TEXT EXCERPT —
## start

But then we moved away from our ISP's awful email service to Google Apps for Business and people started using Google Docs. Docs is now our de-facto wiki.

I think the reason people use it is a combination of familiarity (everyone understands a word processor), constant reminders (everyone gets an email when a new document is added), and peer pressure.


I'm not a huge wiki proponent for mostly that reason. However, the other big factor is that a lot of the time the Wiki becomes an excuse for not automating something. A surprisingly good place to start is to add a README and a Makefile. Both of those things show up in recursive greps ;-)


Two of the replies to you illustrate the classic joke about the traveler who gets lost and asks the village peasant for directions to his destinations - 'Well, if I wanted to get there, I shouldn't start from here.' (And are as useful.)


Figure out what kind of traits the workers you want (diligent, documenting) exhibit in a job interview and hire that type of people.


Build that time into project budgets.


I once worked at a "startup" that was the anti-culture. It hired a programmer after the current team had turned them down. That person was hired b/c she was a recommendation from of the VPs friends. At one point, we had more "Managers" in the company than people to manage...needless to say, no one got anything done.

## end

INSTRUCTION 1 —
List every row that contains the string "window", copying each one in full.
The forum thread has no connection to the rows that follow it.

DATASET CONTENT —
## start

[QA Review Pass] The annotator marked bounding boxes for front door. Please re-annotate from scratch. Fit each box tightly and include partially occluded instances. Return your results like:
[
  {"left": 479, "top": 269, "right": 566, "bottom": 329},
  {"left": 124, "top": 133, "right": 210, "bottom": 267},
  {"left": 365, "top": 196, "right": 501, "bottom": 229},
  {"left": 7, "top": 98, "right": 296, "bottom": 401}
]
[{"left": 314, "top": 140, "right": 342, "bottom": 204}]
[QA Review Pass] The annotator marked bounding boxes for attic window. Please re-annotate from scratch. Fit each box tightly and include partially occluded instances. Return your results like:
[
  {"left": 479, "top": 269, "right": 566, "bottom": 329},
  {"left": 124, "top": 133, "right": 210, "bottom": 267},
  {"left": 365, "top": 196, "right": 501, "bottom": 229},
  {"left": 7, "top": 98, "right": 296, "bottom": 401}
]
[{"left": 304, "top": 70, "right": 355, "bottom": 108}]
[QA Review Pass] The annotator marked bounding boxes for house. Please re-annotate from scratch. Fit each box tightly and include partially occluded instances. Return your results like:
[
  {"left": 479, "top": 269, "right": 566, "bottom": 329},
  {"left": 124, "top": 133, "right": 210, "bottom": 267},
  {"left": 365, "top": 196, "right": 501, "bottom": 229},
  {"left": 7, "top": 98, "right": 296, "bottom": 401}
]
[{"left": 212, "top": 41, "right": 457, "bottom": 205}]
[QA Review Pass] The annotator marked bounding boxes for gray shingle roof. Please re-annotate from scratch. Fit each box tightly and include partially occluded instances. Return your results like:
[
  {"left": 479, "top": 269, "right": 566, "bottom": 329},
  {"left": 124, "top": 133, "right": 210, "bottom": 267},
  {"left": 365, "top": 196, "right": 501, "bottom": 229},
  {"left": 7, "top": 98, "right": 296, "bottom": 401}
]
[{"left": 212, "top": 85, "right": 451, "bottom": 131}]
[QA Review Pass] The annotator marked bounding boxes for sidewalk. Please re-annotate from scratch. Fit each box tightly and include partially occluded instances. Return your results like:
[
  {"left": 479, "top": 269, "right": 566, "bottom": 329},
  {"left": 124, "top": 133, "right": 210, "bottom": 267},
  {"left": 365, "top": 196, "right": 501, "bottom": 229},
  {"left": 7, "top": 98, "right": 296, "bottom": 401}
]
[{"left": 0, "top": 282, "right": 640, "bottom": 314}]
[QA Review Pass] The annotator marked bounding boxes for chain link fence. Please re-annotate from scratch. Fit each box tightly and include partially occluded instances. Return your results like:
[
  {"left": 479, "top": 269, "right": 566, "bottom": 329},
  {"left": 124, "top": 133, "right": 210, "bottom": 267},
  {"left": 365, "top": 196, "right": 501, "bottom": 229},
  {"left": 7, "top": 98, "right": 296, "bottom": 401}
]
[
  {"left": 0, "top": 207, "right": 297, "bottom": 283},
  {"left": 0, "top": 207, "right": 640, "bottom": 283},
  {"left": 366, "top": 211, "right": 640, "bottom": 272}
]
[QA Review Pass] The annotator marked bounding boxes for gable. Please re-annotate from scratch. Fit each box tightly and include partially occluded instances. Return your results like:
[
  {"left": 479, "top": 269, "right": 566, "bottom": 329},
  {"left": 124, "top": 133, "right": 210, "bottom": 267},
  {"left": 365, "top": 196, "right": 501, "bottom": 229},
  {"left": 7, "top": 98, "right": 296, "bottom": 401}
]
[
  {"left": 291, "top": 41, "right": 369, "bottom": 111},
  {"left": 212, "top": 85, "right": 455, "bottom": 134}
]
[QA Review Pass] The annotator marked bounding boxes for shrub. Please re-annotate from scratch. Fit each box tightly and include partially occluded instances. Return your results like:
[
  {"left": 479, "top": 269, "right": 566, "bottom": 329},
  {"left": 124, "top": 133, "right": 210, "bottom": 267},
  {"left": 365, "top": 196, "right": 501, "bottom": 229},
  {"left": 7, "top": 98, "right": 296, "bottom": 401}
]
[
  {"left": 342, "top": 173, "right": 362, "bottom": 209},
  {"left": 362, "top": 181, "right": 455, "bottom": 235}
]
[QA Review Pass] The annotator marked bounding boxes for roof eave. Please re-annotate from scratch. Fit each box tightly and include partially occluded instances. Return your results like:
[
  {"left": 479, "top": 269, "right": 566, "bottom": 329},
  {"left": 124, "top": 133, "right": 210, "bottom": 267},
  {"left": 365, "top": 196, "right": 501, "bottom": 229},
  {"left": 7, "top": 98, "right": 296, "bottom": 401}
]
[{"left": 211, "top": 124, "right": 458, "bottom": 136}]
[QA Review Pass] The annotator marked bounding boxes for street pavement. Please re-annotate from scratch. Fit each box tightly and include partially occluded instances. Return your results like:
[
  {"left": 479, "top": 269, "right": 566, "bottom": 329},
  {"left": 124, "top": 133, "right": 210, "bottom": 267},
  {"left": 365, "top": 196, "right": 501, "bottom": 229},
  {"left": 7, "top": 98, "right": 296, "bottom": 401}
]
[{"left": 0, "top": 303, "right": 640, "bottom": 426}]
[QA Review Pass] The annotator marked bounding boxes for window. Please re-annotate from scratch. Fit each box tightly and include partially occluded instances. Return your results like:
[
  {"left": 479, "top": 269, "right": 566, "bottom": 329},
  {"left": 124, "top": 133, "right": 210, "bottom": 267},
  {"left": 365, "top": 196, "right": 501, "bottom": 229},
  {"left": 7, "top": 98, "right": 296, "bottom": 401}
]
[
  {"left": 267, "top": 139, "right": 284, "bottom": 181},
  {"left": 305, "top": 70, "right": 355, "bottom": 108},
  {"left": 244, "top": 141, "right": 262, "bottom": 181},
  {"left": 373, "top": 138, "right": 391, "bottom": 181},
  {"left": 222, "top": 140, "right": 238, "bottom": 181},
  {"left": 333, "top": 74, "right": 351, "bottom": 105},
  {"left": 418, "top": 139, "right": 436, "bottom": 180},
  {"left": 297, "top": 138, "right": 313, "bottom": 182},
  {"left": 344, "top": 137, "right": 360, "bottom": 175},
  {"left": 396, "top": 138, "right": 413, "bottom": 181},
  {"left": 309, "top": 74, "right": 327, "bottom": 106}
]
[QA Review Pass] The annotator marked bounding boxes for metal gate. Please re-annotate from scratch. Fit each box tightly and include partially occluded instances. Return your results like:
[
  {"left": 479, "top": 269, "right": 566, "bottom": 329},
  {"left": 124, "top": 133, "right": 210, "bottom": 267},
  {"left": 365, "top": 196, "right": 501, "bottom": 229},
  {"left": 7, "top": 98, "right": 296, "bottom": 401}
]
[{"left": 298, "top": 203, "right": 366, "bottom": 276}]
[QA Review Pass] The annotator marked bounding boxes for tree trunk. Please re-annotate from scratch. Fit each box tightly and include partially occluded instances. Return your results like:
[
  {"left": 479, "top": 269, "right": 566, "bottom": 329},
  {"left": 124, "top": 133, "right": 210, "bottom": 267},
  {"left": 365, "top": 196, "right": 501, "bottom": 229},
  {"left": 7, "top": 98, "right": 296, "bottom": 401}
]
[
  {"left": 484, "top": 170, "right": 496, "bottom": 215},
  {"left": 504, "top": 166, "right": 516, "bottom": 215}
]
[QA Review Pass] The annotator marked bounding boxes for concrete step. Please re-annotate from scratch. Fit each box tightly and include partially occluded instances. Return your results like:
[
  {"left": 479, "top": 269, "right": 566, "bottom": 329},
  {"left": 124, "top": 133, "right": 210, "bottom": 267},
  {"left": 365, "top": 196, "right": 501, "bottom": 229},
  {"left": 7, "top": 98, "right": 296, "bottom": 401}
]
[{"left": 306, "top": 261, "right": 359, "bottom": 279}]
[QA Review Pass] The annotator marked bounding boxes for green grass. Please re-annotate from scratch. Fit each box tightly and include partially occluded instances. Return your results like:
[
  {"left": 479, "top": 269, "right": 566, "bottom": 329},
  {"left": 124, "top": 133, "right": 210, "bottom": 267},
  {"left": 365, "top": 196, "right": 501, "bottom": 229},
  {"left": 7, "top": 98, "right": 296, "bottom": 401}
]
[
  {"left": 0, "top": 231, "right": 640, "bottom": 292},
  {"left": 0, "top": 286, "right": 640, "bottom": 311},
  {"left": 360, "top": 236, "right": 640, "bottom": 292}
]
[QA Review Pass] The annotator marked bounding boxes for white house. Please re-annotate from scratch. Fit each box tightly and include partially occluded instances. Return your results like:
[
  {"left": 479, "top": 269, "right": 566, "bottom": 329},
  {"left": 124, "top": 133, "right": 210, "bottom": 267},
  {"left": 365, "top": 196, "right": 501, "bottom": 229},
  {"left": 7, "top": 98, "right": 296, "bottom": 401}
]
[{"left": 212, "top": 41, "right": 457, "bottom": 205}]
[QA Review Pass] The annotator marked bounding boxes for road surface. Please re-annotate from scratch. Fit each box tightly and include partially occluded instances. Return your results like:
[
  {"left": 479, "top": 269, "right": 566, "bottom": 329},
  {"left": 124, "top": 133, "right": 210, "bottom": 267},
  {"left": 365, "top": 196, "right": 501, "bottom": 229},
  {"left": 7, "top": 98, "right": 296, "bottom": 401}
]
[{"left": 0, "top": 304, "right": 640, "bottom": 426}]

## end

INSTRUCTION 2 —
According to the forum thread, what two things make a surprisingly good place to start?

FULL SOLUTION 1 —
[QA Review Pass] The annotator marked bounding boxes for attic window. Please re-annotate from scratch. Fit each box tightly and include partially occluded instances. Return your results like:
[QA Review Pass] The annotator marked bounding boxes for window. Please re-annotate from scratch. Fit each box tightly and include partially occluded instances. Return your results like:

FULL SOLUTION 2 —
Adding a README and a Makefile.